#### YOUR ASSIGNMENT
Keep the text of the data exactly as it is and omit each picture from the copy.
(MATERIAL FOR THE TASK)
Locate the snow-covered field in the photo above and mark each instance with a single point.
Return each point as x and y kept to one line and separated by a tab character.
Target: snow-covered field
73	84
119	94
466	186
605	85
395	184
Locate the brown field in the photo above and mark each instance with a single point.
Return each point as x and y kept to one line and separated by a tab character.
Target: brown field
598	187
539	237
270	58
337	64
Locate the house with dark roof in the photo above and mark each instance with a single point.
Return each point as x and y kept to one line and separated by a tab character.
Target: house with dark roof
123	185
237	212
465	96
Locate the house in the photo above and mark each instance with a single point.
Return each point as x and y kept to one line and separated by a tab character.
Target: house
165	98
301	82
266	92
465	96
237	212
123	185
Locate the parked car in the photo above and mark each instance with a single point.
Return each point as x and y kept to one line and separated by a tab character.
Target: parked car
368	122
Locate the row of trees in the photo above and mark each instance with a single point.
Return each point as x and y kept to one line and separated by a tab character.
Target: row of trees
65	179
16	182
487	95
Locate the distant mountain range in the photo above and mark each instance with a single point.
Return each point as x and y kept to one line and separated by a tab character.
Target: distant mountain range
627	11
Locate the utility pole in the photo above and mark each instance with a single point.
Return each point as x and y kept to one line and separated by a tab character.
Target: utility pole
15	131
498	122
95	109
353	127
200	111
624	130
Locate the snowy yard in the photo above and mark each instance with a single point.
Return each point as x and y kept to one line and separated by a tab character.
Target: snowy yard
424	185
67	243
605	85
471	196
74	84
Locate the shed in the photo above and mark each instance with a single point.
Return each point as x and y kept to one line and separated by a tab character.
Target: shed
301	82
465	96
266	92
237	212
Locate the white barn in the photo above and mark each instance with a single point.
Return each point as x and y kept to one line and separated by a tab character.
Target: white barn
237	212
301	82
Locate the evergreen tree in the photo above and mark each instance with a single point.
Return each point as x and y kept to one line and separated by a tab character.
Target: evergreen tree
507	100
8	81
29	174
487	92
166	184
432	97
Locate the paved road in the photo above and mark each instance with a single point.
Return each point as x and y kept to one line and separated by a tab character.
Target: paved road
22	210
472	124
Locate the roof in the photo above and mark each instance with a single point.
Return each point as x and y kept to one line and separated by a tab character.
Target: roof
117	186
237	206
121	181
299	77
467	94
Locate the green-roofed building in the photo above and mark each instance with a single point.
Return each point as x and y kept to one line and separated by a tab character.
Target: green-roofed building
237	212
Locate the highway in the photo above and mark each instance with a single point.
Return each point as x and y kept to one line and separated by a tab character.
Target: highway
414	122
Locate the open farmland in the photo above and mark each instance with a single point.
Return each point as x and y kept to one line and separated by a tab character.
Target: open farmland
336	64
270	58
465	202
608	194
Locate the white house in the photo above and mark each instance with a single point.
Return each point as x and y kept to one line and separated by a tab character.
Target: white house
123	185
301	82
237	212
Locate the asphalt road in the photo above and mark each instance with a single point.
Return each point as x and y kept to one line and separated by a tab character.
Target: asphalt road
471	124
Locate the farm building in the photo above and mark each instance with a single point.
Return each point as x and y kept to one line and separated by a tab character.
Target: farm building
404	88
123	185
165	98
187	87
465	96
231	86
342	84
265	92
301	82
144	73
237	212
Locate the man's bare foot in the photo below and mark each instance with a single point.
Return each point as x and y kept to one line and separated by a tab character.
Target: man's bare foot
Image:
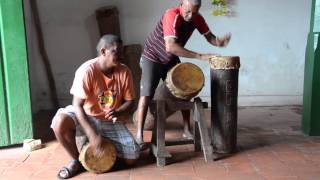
(End MATERIAL FOR THE TASK)
#### OUTPUT FOR THIS EXERCISE
Locate the snow-covered field in the photo above and mark each instance with a single point.
Return each point as x and y kept to one line and separated by a tab character.
Target: snow-covered field
73	84
119	94
466	186
605	85
395	184
Locate the brown field in the photo above and mark each instance with a single point.
Return each point as x and y kept to one line and separated by a tab character.
Target: brown field
598	187
539	237
270	58
337	64
Locate the house with dark roof in the photo above and mark each instance with a single point.
Return each point as x and y kept to one line and separated by a tab character.
Target: house with dark roof
123	185
237	212
465	96
Locate the house in the photo above and mark each instance with a single point.
Return each point as x and y kept to one line and separated by a tab character.
Target: house
165	98
301	82
266	92
465	96
237	212
123	185
Locate the parked car in the photo above and mark each instance with a single point.
Return each point as x and y kept to one line and separated by a tab character.
Target: parked car
368	122
Locate the row of trees in the photo above and mark each instance with a single point.
Return each point as x and y kept to one line and separated by a tab character.
Target: row of trees
65	179
16	182
487	95
Locate the distant mountain range in the photo above and mark each instance with a single point.
Return each point as x and y kept to one line and separated by a tab character.
Target: distant mountain range
627	11
Locate the utility pole in the photo above and mark each instance with a single point.
Return each point as x and y kept to one line and separated by a tab character.
Target: utility pole
15	131
498	122
95	109
353	127
200	111
624	130
Locate the snowy yard in the photo above and mark each instance with a single point.
Return each point as x and y kept to one line and separated by a tab character.
Target: snowy yard
424	185
67	243
605	85
471	196
74	84
Locate the shed in the photo above and mark each instance with a single point.
Return each point as x and y kept to one line and separated by a tab character.
Target: shed
301	82
465	96
266	92
237	212
Locate the white barn in the photo above and mark each instance with a single point.
Return each point as x and y kept to one line and separated by a tab character.
Target: white barn
237	212
301	82
Locate the evergreen tree in the photo above and mark each instance with a single point.
Return each point as x and y kept to one line and separated by a tab character.
Target: evergreen tree
507	100
8	81
29	174
487	92
166	184
432	97
Locate the paved road in the photo above and mark each instance with a single point.
Return each point as x and y kept to one line and separated by a tab character.
Target: paved road
22	210
472	124
Locate the roof in the photo above and mark each instance with a single point.
Return each point as x and y kept to one line and separated by a tab character.
Target: roof
117	186
237	206
121	181
299	77
467	94
Locate the green-roofed building in the photo above and mark each instance with a single point.
Return each point as x and y kept to one line and separated by a tab character.
Target: green-roofed building
237	212
Locate the highway in the photo above and mark each instance with a single point.
Return each point as x and y kept to one line and separated by a tab character.
Target: highway
414	122
Locate the open farmland in the photo above and mark each instance with a single point.
Return each point as x and y kept to one line and separated by a tab character.
Target: open farmland
336	64
270	58
465	202
608	194
Locate the white house in the photo above and mark each instance with a single point.
Return each point as x and y kept to one line and separated by a tab character.
Target: white house
123	185
301	82
237	212
Locate the asphalt road in the photo above and mark each instance with a single point.
Return each point as x and y kept to one line and separated by a tab character.
Target: asphalt road
471	124
Locate the farm building in the photo above and mark each instance with a single point.
Return each point as x and y kept to one line and separated by a tab character.
Target: farm building
404	88
123	185
165	98
187	87
465	96
231	86
342	84
265	92
301	82
144	73
237	212
Locate the man's bare foot in the photo below and mark each instance with a single point.
Return each point as x and y kept to one line and separated by a tab character.
Target: man's bare foot
Image:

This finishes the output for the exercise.